__EXCERPT__.
- Opening Delimiter -

= Stereom =

Calcium carbonate material echinoderms are made of

Stereom is a calcium carbonate material that makes up the internal skeletons found in all echinoderms, both living and fossilized forms. It is a sponge-like porous structure which, in a sea urchin may be 50% by volume living cells, and the rest being a matrix of calcite crystals. The size of openings in stereom varies in different species and in different places within the same organism. When an echinoderm becomes a fossil, microscopic examination is used to reveal the structure and such examination is often an important tool to classify the fossil as an echinoderm or related creature.

==Evolution==
Stereom was the first form of biomineralization to evolve in deuterostomes, predating the evolution of spicules in tunicates and bone in vertebrates. Stereom likely evolved before other distinctive traits of echinoderms, such as radial symmetry, as it is present in basal echinoderms with bilaterally symmetric or asymmetric body plans. Stereom may have evolved alongside a transition in ocean chemistry from an aragonite sea to a calcite sea, which occurred late in Cambrian Stage 2.

In the largely falsified calcichordate hypothesis, stereom was believed to have been present in the common ancestor of echinoderms and vertebrates. However, the genes which code for stereom are unique to echinoderms, indicating that it is likely that stereom is a synapomorphy of echinoderms, and that all stereom-bearing fossil taxa belong to the echinoderm total group.

- Closing Delimiter -

__MATERIAL SHOWN__.
- Opening Delimiter -

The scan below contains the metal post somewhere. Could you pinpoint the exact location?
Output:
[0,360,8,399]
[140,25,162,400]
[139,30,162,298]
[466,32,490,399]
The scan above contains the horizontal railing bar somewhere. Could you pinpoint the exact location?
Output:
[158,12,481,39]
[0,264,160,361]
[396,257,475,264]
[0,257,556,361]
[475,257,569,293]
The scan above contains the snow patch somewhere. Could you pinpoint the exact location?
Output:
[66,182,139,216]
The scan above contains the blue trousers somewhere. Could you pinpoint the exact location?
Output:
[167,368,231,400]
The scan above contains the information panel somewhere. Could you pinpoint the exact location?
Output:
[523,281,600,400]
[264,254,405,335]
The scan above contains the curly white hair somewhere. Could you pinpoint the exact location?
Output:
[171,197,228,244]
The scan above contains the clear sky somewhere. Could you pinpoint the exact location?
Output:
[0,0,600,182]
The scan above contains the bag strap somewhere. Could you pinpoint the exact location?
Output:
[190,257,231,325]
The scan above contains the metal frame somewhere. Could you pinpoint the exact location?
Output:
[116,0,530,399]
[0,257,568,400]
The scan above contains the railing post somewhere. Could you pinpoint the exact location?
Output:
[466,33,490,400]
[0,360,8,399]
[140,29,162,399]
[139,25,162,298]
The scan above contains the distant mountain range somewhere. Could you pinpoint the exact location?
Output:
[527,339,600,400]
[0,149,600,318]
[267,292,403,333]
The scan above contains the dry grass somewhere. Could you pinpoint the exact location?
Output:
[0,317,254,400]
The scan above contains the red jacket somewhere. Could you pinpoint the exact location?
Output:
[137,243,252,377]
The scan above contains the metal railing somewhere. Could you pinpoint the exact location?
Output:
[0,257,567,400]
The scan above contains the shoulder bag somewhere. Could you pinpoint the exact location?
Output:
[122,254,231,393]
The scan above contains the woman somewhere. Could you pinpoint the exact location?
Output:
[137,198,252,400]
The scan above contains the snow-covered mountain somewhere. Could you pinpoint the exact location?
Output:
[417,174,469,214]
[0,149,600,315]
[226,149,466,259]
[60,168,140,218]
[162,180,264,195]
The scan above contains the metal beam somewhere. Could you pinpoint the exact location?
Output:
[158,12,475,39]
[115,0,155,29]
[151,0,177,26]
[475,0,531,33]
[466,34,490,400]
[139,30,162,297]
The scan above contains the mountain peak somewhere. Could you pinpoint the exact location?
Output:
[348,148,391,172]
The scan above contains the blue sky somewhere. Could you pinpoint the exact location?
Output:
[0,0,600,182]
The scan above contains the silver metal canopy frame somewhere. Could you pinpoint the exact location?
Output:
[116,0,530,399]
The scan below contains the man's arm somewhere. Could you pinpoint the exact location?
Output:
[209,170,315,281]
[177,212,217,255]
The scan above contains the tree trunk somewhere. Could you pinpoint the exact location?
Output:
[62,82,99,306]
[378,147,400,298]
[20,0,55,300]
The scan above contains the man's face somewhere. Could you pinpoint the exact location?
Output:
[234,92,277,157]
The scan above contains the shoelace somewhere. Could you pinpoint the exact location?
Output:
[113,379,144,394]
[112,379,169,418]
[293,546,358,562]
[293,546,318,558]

- Closing Delimiter -

__EXERCISE TASKS__.
**1)** Could you rewrite the paragraph of the stereom article that begins "Stereom was the first form of biomineralization" as a bulleted list that keeps its main facts?
**2)** What forms of biomineralization does the stereom article name, and in which animals does it place each one?

__RESULTS__.
**1)**
- Stereom was the first form of biomineralization to evolve in deuterostomes. It came before spicules in tunicates and bone in vertebrates.
- It likely evolved before other distinctive echinoderm traits, such as radial symmetry. It is found in basal echinoderms with bilaterally symmetric or asymmetric body plans.
- Its evolution may have accompanied a shift in ocean chemistry from an aragonite sea to a calcite sea, late in Cambrian Stage 2.

**2)**
- Stereom: echinoderms
- Spicules: tunicates
- Bone: vertebrates